**Task brief**
Keep the pictures out and restate every record exactly.

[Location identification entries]
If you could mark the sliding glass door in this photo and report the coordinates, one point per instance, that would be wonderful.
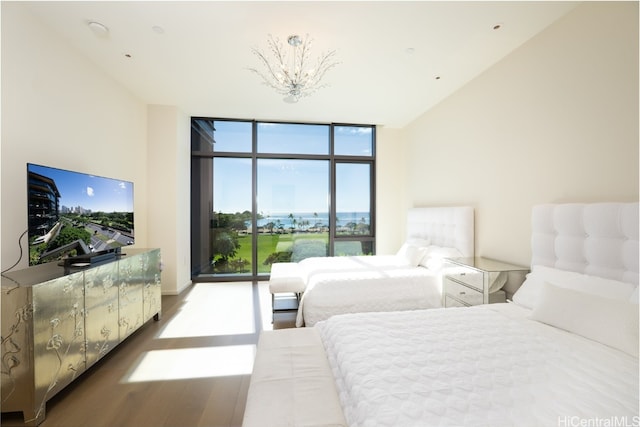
(278, 192)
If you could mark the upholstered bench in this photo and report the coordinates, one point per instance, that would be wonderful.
(292, 383)
(286, 278)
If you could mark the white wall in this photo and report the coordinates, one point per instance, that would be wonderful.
(555, 121)
(59, 109)
(169, 157)
(390, 190)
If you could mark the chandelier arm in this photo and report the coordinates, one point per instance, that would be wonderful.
(291, 76)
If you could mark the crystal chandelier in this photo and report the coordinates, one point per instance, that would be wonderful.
(291, 75)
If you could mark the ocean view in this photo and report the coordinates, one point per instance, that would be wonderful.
(311, 219)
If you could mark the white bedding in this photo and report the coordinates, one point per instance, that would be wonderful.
(477, 366)
(336, 285)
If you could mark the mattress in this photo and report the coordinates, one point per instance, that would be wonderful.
(337, 285)
(478, 366)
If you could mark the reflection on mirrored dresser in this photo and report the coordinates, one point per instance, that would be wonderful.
(56, 325)
(474, 281)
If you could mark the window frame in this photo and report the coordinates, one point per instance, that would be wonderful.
(254, 155)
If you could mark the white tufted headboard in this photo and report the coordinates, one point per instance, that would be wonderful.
(599, 239)
(450, 227)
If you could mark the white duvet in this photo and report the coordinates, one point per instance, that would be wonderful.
(480, 366)
(353, 284)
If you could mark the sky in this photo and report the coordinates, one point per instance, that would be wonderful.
(89, 191)
(290, 185)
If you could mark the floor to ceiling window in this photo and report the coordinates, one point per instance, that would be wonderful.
(265, 192)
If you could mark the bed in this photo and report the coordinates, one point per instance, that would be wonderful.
(564, 352)
(408, 280)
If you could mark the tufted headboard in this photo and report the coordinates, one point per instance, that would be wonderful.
(599, 239)
(451, 227)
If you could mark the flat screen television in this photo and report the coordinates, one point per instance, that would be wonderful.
(74, 215)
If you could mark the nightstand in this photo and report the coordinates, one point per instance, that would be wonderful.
(473, 281)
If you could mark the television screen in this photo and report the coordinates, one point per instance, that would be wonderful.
(76, 214)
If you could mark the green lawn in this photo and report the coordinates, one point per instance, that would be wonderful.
(268, 244)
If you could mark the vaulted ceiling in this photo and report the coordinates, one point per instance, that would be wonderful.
(397, 59)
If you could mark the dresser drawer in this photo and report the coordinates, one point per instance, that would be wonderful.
(468, 276)
(452, 302)
(463, 293)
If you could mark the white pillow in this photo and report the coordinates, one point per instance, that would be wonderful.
(411, 254)
(435, 255)
(612, 322)
(527, 295)
(418, 241)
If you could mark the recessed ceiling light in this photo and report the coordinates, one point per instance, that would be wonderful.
(98, 29)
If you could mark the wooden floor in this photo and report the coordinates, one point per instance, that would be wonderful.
(189, 369)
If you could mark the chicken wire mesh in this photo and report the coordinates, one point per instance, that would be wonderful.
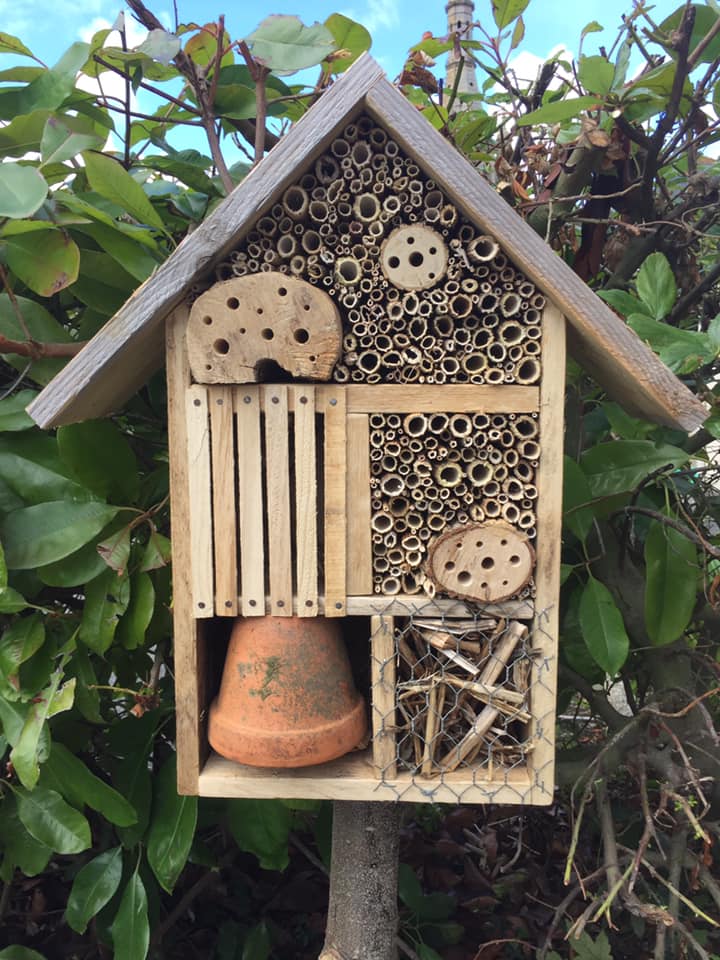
(464, 702)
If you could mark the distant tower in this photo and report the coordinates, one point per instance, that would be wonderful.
(460, 14)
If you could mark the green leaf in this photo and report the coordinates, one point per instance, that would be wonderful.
(110, 179)
(46, 262)
(131, 929)
(505, 11)
(94, 886)
(558, 111)
(596, 74)
(53, 822)
(106, 600)
(25, 755)
(12, 412)
(137, 617)
(681, 350)
(70, 773)
(101, 459)
(602, 627)
(348, 35)
(671, 584)
(47, 532)
(578, 513)
(286, 45)
(262, 827)
(258, 943)
(20, 641)
(656, 285)
(172, 828)
(64, 137)
(22, 190)
(20, 953)
(622, 465)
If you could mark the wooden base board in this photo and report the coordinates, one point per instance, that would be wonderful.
(353, 777)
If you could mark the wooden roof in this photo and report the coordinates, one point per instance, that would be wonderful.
(121, 356)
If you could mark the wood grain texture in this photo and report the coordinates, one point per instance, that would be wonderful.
(188, 662)
(359, 542)
(225, 521)
(382, 706)
(121, 356)
(334, 506)
(451, 398)
(353, 777)
(609, 349)
(200, 518)
(543, 695)
(251, 501)
(302, 400)
(277, 484)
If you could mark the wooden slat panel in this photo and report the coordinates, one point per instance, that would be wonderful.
(251, 503)
(547, 575)
(616, 356)
(223, 493)
(382, 659)
(335, 511)
(353, 777)
(188, 658)
(451, 398)
(359, 542)
(303, 403)
(277, 483)
(198, 458)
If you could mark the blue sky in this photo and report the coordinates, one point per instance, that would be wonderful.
(48, 27)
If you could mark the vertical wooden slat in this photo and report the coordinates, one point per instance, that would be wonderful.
(547, 576)
(250, 499)
(382, 655)
(277, 481)
(223, 493)
(335, 509)
(303, 403)
(188, 658)
(359, 544)
(200, 519)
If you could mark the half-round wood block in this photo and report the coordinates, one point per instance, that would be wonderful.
(239, 325)
(481, 561)
(414, 257)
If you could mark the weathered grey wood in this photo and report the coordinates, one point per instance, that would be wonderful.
(121, 356)
(609, 349)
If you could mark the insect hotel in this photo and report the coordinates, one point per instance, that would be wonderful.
(365, 352)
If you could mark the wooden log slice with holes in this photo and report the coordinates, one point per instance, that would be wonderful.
(481, 561)
(238, 326)
(414, 257)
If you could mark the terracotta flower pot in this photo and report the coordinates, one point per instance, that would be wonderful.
(287, 697)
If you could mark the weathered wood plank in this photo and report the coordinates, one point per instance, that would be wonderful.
(251, 501)
(121, 356)
(277, 484)
(609, 349)
(200, 519)
(334, 506)
(222, 441)
(359, 542)
(302, 400)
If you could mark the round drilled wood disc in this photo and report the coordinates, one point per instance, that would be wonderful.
(481, 561)
(239, 324)
(414, 257)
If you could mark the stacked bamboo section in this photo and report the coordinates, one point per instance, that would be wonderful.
(424, 296)
(432, 471)
(267, 470)
(462, 696)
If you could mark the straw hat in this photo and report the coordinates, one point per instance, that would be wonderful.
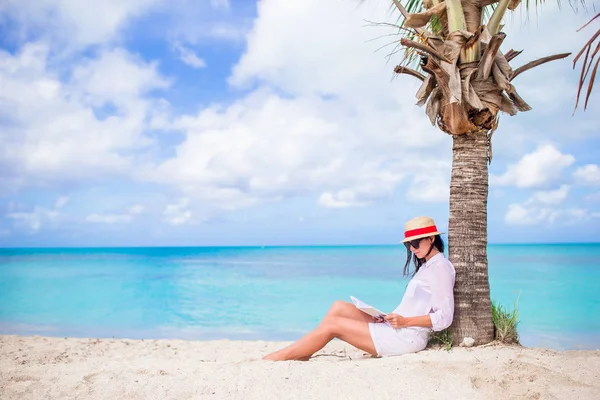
(420, 227)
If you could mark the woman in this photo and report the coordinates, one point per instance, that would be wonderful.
(428, 304)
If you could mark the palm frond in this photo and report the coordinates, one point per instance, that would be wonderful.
(587, 64)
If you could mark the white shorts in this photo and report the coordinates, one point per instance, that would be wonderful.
(390, 341)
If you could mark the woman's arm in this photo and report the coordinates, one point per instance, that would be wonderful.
(398, 321)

**Task response**
If you could mark the sliding glass door in this photo and report the coordinates, one point per instance, that would be wonderful.
(278, 192)
If you could mark the upholstered bench in this photo and report the coordinates, one point per instance, that would be wonderful.
(292, 383)
(286, 278)
If you could mark the white wall in this photo and report the coordinates, one point per instance, that would be wonderful.
(555, 121)
(59, 109)
(169, 157)
(390, 190)
If you could mark the chandelier arm in this photo and report the coordinates, one point per instance, that would be wonderful.
(291, 76)
If you could mark the crystal chandelier in this photo and report the coordinates, one point per instance, that would be wonderful.
(291, 75)
If you could mark the ocean view in this photo and report the coordinates, one point per instance, that would be wonderful.
(311, 219)
If you could mark the white bedding in this photo and report the coordinates, one point per instance, that would be wonderful.
(477, 366)
(336, 285)
If you could mark the mattress in this photo and report the coordinates, one point per instance, that would be wonderful.
(337, 285)
(478, 366)
If you could mark the reflection on mirrored dresser in this photo and report the coordinates, one point per instance, that would be wonderful.
(56, 325)
(474, 281)
If you could mark the window frame in this photo and report the coordinates, one point per instance, that would be wonderful.
(254, 155)
If you could mark the white tufted headboard in this photo and report the coordinates, one point per instance, that would be wonderful.
(599, 239)
(450, 227)
If you could mark the white duvet in this photo and report the coordinates, one point per instance, that would be wonderful.
(480, 366)
(353, 284)
If you could mark the sky in this photo and report the coordinates, one point per instance, that would be wonderful.
(89, 191)
(290, 185)
If you could mark the floor to ceiling window in this photo and report the coordinates, one point per instance, that would be wonderful.
(265, 192)
If you could mark the bed in this photo and report the coordinates, one point per instance, that would be wonderful.
(564, 352)
(408, 280)
If you could mark the tufted headboard in this photo and report the coordinates, one point per instance, that would be wonderful.
(599, 239)
(451, 227)
If you could mark the flat screen television in this photo and report the coordinates, one point per instance, that would be wonderful.
(74, 215)
If you could mark the nightstand in this photo and report the coordinates, one point per instance, that would be wonderful.
(473, 281)
If you could mark the television screen in this photo and report the coordinates, one point per instance, that would be wonderful.
(76, 214)
If you could mark the green lawn in this photo and report the coordinates, one point per instance, that would be wonderful.
(268, 244)
If you could mark the vaulted ceiling in this photo and report the coordinates, one point per instance, that would be wonderful.
(397, 59)
If you could mark the dresser drawer in this photo and report the coordinates, one point per instance, that would be wonderful.
(468, 276)
(452, 302)
(463, 293)
If you could mark the white pillow in this photo and report the coordinates, one point per instance, that would be wonderful.
(411, 254)
(435, 255)
(612, 322)
(527, 295)
(418, 241)
If you could mark the recessed ceiling light in this photo and report the coordinates, one point per instance, that would be wonderful.
(98, 29)
If you could mark the wooden floor in this photo and report the coordinates, one point per instance, that would be wonderful.
(189, 369)
If you could mark the chicken wire mesh in this photo and report the coordinates, one point per instance, that would be wonderful.
(464, 702)
If you could mark the distant tower in this photo and report the coordinates, one point per instance, that would be wonderful.
(460, 14)
If you could mark the green leaf in this photo and report the coordinates, one point per instance, that would be wonderful.
(110, 179)
(46, 262)
(131, 929)
(505, 11)
(94, 886)
(558, 111)
(596, 74)
(53, 822)
(106, 600)
(25, 755)
(12, 412)
(137, 617)
(681, 350)
(70, 773)
(101, 459)
(602, 627)
(348, 35)
(671, 584)
(47, 532)
(578, 513)
(286, 45)
(262, 827)
(258, 943)
(20, 641)
(656, 285)
(172, 828)
(64, 137)
(22, 190)
(20, 953)
(622, 465)
If you could mark the wooden base board in this photo and report the coordinates, one point per instance, that would be wonderful.
(353, 777)
If you could mark the wooden roof in this photo and report the coordinates, one point per instance, that would be wonderful.
(121, 356)
If you could mark the wood grain texture in this photo and report the coordinates, one point per instance, that would be wonderful.
(188, 662)
(359, 542)
(225, 521)
(382, 706)
(121, 356)
(334, 506)
(451, 398)
(353, 777)
(609, 349)
(200, 518)
(543, 695)
(251, 501)
(302, 400)
(277, 484)
If you could mark the wooden slat panel in this photo and report the coordinates, one point per instance, that would be wonderful.
(251, 503)
(547, 575)
(616, 356)
(223, 493)
(382, 659)
(335, 511)
(353, 777)
(188, 658)
(451, 398)
(359, 542)
(303, 403)
(277, 483)
(198, 458)
If you could mark the blue sky in this photo and report the coordinates, one point per instance, that would be wonderful.
(48, 27)
If you could mark the vertical wooden slat in this photo and report the coordinates, one point per instance, that would be wonderful.
(547, 576)
(250, 499)
(382, 655)
(277, 481)
(223, 493)
(335, 509)
(303, 403)
(188, 658)
(359, 544)
(200, 519)
If you could mark the half-round wood block in this photo and report the coordinates, one point per instance, that would be wonderful.
(239, 325)
(481, 561)
(414, 257)
If you could mark the weathered grey wood in this photo and report the coordinates, one point per instance, that would be wonderful.
(121, 356)
(609, 349)
If you could mark the insect hotel in this photo and report the coordinates, one point per instance, that would be wonderful.
(365, 352)
If you could mark the wooden log slice with holes in this photo and report the coordinates, one point per instance, that would be wonderful.
(481, 561)
(238, 326)
(414, 257)
If you could mark the terracotta flower pot in this photo and report the coordinates, one point per instance, that would be wonderful.
(287, 697)
If you could mark the weathered wood plank in this photo and report the coordinates, one point per instance, that would be wonderful.
(251, 501)
(121, 356)
(277, 484)
(609, 349)
(200, 519)
(334, 506)
(222, 441)
(359, 542)
(302, 400)
If you could mark the round drilled wood disc in this photo and report the coordinates, one point per instance, that would be wonderful.
(481, 561)
(239, 324)
(414, 257)
If you could mark the stacked bamboo section in this photo and report the coordinates, one point per instance, that would be wonderful.
(424, 296)
(432, 471)
(267, 470)
(462, 696)
If you could mark the straw hat in this photo and report the coordinates, one point per instance, that would be wonderful.
(420, 227)
If you could mark the woman in this photo and report the coordinates, one point per instance, that would be wonderful.
(428, 304)
If you could mark the palm frond in this photo and report the coordinates, one point per instance, that would be wonderful.
(587, 64)
If you could mark the white shorts in this photo and report the coordinates, one point per instance, that would be wonderful.
(390, 341)
If you could mark the woman's arm in this photo and report the coordinates, one point per instance, that would be wonderful.
(398, 321)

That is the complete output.